• **Task instructions**
Transcribe each entry so that it matches the original exactly.

(Data records)
──────
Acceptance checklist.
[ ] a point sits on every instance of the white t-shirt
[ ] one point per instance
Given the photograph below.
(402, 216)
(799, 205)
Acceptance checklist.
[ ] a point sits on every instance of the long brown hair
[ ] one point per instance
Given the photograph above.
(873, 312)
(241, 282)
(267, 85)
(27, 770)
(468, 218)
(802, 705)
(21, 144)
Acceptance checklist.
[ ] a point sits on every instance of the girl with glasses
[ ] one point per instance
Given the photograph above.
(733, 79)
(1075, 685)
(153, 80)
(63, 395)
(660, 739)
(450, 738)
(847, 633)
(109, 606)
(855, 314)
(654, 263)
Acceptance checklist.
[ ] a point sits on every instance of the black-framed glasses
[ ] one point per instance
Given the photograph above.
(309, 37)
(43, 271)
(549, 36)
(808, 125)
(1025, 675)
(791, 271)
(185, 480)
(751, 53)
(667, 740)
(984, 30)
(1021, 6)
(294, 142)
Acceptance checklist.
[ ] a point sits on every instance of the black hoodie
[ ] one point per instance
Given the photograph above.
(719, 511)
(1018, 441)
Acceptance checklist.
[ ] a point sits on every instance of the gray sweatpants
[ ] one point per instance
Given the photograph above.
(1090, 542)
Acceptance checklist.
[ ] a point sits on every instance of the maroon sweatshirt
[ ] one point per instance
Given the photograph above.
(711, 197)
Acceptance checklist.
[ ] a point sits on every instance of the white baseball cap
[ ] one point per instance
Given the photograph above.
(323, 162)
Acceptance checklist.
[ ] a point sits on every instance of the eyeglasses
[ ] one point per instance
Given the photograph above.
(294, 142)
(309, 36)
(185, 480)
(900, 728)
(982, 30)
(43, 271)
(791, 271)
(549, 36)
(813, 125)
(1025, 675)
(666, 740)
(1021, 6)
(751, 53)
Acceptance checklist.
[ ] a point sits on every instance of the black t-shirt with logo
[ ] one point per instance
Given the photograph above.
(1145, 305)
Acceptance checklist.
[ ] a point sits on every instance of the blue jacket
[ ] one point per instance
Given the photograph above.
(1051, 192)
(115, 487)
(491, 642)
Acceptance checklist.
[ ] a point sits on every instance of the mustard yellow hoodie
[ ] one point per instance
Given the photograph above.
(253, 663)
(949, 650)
──────
• **Solution for this exercise**
Acceptance checklist.
[ ] a point sits on every instance of the white t-shirt
[ ] one point per instance
Given the photograph below.
(402, 216)
(799, 205)
Acceptance checklist.
[ ] a point sits on every instance of the long brown hair
[ ] one point per instance
Given the photograph above.
(873, 312)
(241, 282)
(267, 85)
(27, 770)
(468, 218)
(802, 705)
(21, 144)
Acceptance checklist.
[ ] a point sits on every instance of the girl with glasses
[ ] one point per instance
Given the photograph above.
(733, 79)
(1075, 685)
(153, 80)
(63, 395)
(660, 739)
(450, 738)
(847, 633)
(109, 606)
(855, 314)
(654, 263)
Acceptance checklist.
[ ] a point sits on every instance of the black-framed glasses
[ ] one point per instance
Given the photograph above.
(309, 37)
(43, 271)
(549, 36)
(808, 125)
(1025, 675)
(791, 271)
(185, 480)
(751, 53)
(667, 740)
(984, 30)
(1021, 6)
(294, 142)
Acceptance checklist.
[ ] a point sits on every instance of the black hoodie
[ ] one point per instance
Given the photograph above.
(719, 511)
(1018, 441)
Acceptance checklist.
[ ] a point sits on every instance of the gray sweatpants
[ ] one point per instance
Given the photograph above.
(1090, 542)
Acceptance checklist.
[ ] a point sits on every instance of the maroon sweatshirt
[ ] one point per instance
Given the photograph above.
(711, 197)
Acceptance checklist.
[ ] a point sits on every instance of the white baseball cap
[ ] one point per instance
Given the photograph above.
(323, 162)
Acceptance checklist.
[ ] a point sits on every instance of the eyeglasses
[ ] one point per instance
Given the photograph above.
(294, 142)
(309, 36)
(185, 480)
(900, 728)
(982, 30)
(43, 271)
(791, 271)
(549, 36)
(813, 125)
(1025, 675)
(666, 740)
(1021, 6)
(751, 53)
Acceptance checklist.
[ ] a point sits on every instance of the black t-shirt with logo
[ ] one point per instance
Given the photograph above.
(1145, 305)
Acceptance checklist.
[ ] a point sits on every instance of the blue jacket
[ ] one point per instance
Given the photograph above.
(1051, 192)
(115, 487)
(491, 642)
Acceptance checklist.
[ ] a point sits on every instance of the mustard yellow hoodie
[ ] one point per instance
Given the photograph above.
(253, 663)
(949, 650)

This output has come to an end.